Source data
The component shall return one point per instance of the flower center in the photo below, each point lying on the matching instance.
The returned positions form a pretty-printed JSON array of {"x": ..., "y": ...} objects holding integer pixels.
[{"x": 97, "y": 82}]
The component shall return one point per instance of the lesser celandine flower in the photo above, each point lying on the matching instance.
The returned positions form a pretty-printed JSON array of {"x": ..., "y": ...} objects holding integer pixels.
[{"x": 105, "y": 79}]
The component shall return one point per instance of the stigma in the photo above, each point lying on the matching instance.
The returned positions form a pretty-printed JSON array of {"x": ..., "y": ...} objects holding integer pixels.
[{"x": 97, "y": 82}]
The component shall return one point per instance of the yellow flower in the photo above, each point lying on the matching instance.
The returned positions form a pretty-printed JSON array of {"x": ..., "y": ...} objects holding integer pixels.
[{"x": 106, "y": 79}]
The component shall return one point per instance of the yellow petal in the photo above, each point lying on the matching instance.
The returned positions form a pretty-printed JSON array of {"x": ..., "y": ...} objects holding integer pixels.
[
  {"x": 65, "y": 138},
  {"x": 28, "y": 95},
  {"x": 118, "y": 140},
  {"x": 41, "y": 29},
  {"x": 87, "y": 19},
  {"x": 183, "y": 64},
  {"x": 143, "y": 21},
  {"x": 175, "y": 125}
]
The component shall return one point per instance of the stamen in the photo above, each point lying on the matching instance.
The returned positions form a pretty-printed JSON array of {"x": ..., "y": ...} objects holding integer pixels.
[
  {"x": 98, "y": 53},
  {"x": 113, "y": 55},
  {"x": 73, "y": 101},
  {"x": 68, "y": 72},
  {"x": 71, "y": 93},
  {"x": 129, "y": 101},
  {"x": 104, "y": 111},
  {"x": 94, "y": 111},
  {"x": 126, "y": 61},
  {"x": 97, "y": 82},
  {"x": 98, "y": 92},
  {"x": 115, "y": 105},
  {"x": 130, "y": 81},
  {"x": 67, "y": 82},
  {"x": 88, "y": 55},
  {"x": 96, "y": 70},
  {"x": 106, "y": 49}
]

Directions for this task
Check the records above and copy each line that has the string "flower".

Solution
The component shall return one point per instance of the flower center in the photo below, each point lying on the matching instance.
The component shall return one point per instance of the lesser celandine flower in the photo above, each point lying on the matching instance.
The component shall return one point per instance of the yellow flower in the photo above, each point lying on the matching instance.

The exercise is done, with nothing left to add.